The law is settled that no claim of tax exemption can be sustained unless it is shown same clearly comes within the provisions of the law under which the exemption is claimed. Baldwin v. Board of Tax-Roll Corrections, Okla., 331 P.2d 412. The Constitution, Art. V § 50, forbids legislative exemption of any property from taxation other than property enumerated under Constitution, Art. X § 6. The Legislature may substitute one form of taxation for another, since there is no positive requirement that property be taxed upon an ad valorem basis. In re Assessment of Chickasha Cotton Oil Co., 80 Okla. 101, 194 P. 215; Wenner v. Mothersead, 129 Okla. 273, 264 P. 816. Neither can the Legislature grant exemptions not recognized by the Constitution, nor enlarge exemptions recognized. County Assessor, etc. v. United Brotherhood of Carpenters Joiners, etc., 202 Okla. 162, 211 P.2d 790.

In Board of Equalization of Carter County v. Carter Oil Co., 152 Okla. 99, 3 P.2d 816, 77 A.L.R. 1060, we said:

"We consider first the item of the warehouse and its contents consisting of material, equipment, and supplies concentrated therein for the purpose of being used in and around the producing oil wells of the Carter Oil Company. This property is not in actual use, but is stored in a central location for convenience and intended for future use in the operation of leases belonging to the company and for the production of oil. This item is not exempt from ad valorem taxation. * * *."

The personal property which protestant claims to be exempt from ad valorem taxation because programmed, scheduled and committed a particular waterflood project is not property exempt under Art. X § 6, supra. Whatever exemption from ad valorem taxation which might be extended to such personalty by virtue of the in lieu tax provided under section 1001(g), supra, must be found clearly within the language of the statute. Nowhere within the language of the statute is an exemption extended to personal property programmed, scheduled or committed for a particular use. The test prescribed by statute is "* * * actually necessary and being used and in use."

The exemption sought to be claimed by protestant does not fall within the requirement that no exemption from taxation can be extended except by special and definite provision of the law. Wenner v. Mothersead, supra. We are of the opinion the fact that personal property is purchased, scheduled and committed for a single purpose (i.e. waterflood) provides no basis for exemption from payment of taxes upon an ad valorem basis.

* [REQUIRED TASK 1]: In the court opinion, what test does the statute prescribe?
* [REQUIRED TASK 2]: Reproduce everything in the court opinion from "The law is settled" down to "211 P.2d 790.".
Rely on nothing but the court opinion.

* [Object outline annotations]:
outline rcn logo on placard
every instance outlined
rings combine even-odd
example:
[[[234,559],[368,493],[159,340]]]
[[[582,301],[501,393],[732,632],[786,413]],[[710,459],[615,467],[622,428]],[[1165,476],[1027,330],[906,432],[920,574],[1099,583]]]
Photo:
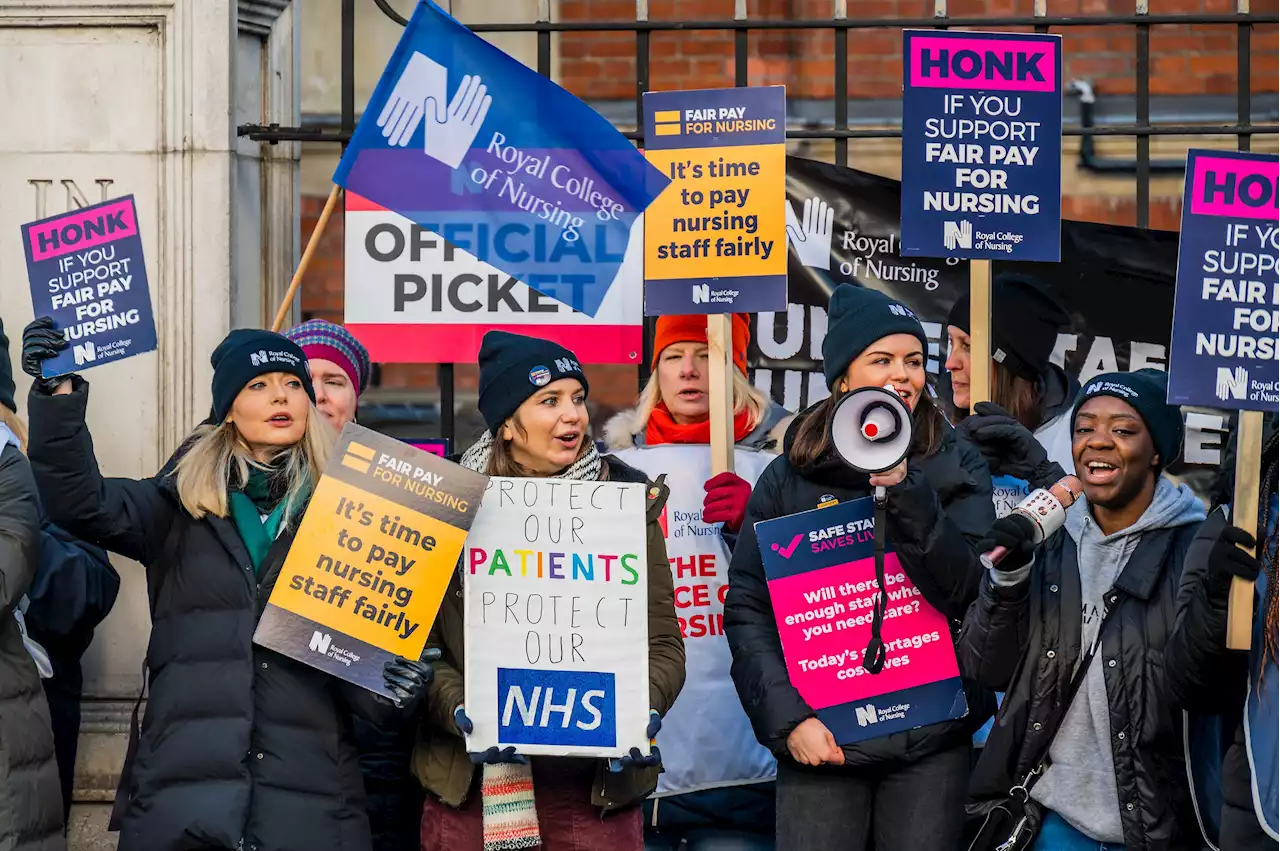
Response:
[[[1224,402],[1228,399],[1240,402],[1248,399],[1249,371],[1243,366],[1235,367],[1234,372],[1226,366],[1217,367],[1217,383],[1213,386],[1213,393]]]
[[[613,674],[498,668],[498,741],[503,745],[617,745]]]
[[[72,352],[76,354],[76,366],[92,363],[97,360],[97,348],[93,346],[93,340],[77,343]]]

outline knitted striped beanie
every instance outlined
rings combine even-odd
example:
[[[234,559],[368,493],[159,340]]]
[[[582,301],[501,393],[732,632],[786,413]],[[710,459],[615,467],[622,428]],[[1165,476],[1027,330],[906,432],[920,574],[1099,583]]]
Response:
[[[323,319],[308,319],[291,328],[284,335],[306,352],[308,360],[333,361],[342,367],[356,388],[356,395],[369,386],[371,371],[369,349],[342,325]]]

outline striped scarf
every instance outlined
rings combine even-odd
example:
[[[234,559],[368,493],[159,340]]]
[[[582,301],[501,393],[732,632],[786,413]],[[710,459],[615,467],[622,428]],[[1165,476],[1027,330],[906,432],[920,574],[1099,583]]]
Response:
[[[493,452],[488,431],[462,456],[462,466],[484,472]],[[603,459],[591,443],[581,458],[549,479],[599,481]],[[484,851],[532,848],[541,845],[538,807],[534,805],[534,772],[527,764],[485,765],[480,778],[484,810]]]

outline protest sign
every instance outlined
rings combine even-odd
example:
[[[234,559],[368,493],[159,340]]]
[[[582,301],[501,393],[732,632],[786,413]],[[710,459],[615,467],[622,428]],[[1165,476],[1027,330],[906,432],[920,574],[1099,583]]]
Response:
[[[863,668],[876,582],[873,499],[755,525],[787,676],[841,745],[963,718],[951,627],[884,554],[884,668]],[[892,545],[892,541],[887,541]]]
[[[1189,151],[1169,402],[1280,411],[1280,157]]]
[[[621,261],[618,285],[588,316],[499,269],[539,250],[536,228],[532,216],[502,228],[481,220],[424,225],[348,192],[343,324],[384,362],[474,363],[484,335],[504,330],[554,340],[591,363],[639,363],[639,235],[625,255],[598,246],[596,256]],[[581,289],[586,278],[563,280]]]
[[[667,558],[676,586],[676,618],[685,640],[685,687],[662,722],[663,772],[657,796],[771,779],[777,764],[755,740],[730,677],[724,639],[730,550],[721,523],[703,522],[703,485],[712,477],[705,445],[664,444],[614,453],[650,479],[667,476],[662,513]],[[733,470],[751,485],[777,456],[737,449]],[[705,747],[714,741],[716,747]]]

* [WRITTEN SOLUTION 1]: "* * * actually necessary and being used and in use."

* [WRITTEN SOLUTION 2]:
The law is settled that no claim of tax exemption can be sustained unless it is shown same clearly comes within the provisions of the law under which the exemption is claimed. Baldwin v. Board of Tax-Roll Corrections, Okla., 331 P.2d 412. The Constitution, Art. V § 50, forbids legislative exemption of any property from taxation other than property enumerated under Constitution, Art. X § 6. The Legislature may substitute one form of taxation for another, since there is no positive requirement that property be taxed upon an ad valorem basis. In re Assessment of Chickasha Cotton Oil Co., 80 Okla. 101, 194 P. 215; Wenner v. Mothersead, 129 Okla. 273, 264 P. 816. Neither can the Legislature grant exemptions not recognized by the Constitution, nor enlarge exemptions recognized. County Assessor, etc. v. United Brotherhood of Carpenters Joiners, etc., 202 Okla. 162, 211 P.2d 790.